His comments came as bankers and regulators clashed over proposals to break up banks that threaten the whole financial system.
Mr Sarkozy said he wished to restore a "moral dimension" to free trade."
Rani_Laxmibai
January 27, 2010
09:58 PM
Commonsense
---"burden" my ass...no country takes immigrants out of pure goodwill. immigrants undercut wages, do shit work that others won't and allow the powers that be to laugh all the way to the bank. don't be naive...---
The global corporations may make money from cheap labour, but it is others who have to pick the tab in US. Different topic anyway.
Rani_Laxmibai
January 27, 2010
10:08 PM
Commonsense:
"""to general, yet again! nobody legally in western europe/EU is without health insurance. health, as they say is wealth. US = 50 million REAL AMERICANS (not illegal immigrants) without health insurance; if the immigrants (illegal + legal) did not play a role in the economy, they would not be allowed in. the US, like any other country, is not a charity organization..."""
UN/WHO consistantly rates France as the top country in the world when it comes to healthcare. In a single year in early 2000's over 10000 people in old folks home were kiled in France were killed. The reason? No A/C in their retirement homes. So much for statistics. Romanticizing European health care as a gold standard is being naive.
commonsense
January 28, 2010
09:11 AM
Rani:
"UN/WHO consistantly rates France as the top country in the world when it comes to healthcare. In a single year in early 2000's over 10000 people in old folks home were kiled in France were killed. The reason? No A/C in their retirement homes. So much for statistics. Romanticizing European health care as a gold standard is being naive."
naive? yes! missing the proverbial big picture on health-care in favor of one freak heat-wave? naive? you bet!
as for heat-waves, read up on the chicago heat-waves.
for starters, try reading: Eric Klinenberg's _Heat Wave: A Social Autopsy of Disaster in Chicago_ won six scholarly and literary prizes (as well as a Favorite Book section from the Chicago Tribune) and was praised as “a dense and subtle portrait”
commonsense
January 28, 2010
09:14 AM
rani:
""UN/WHO consistantly rates France as the top country in the world when it comes to healthcare. In a single year in early 2000's over 10000 people in old folks home were kiled in France were killed. The reason? No A/C in their retirement homes. So much for statistics. Romanticizing European health care as a gold standard is being naive.""

Stored data entries
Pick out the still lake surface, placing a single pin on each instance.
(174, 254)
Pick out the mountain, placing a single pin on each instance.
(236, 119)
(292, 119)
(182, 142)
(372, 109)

**What you will do:**
1. In the comment thread on health care, which book does commonsense suggest reading about heat waves?
2. Please pick up the comment thread on health care after its last line and continue it.
This listing comes from a different source than the comment thread.

**Results:**
1. Eric Klinenberg's _Heat Wave: A Social Autopsy of Disaster in Chicago_.

2.
naive i might be, but i have no doubt that the 40 milllion totally uninsured for health-care americans presumably all have air-conditioning at least. praise be to the lord! there is NO industrialized country without basic healthcare for all...
Suresh ram
May 2, 2010
02:59 AM
""Throw all the Democrats out along with Obama!'
Lee Iacocca Says:
Am I the only guy in this country who's fed up with what's happening? Where the hell is our outrage with this so called president? We should be screaming bloody murder! We've got a gang of tax cheating clueless leftists trying to steer our ship of state right over a cliff, we've got corporate gangsters stealing us blind, and we can't even run a ridiculous cash-for-clunkers program without losing $26 billion of the taxpayers' money, much less build a hybrid car. But instead of getting mad, everyone sits around and nods their heads when the politicians say, 'trust me the economy is getting better..'
Better? You've got to be kidding. This is America , not the damned, 'Titanic'. I'll give you a sound bite: 'Throw all the Democrats out along with Obama!'
You might think I'm getting senile, that I've gone off my rocker, and maybe I have. But someone has to speak up. I hardly recognize this country anymore.
......................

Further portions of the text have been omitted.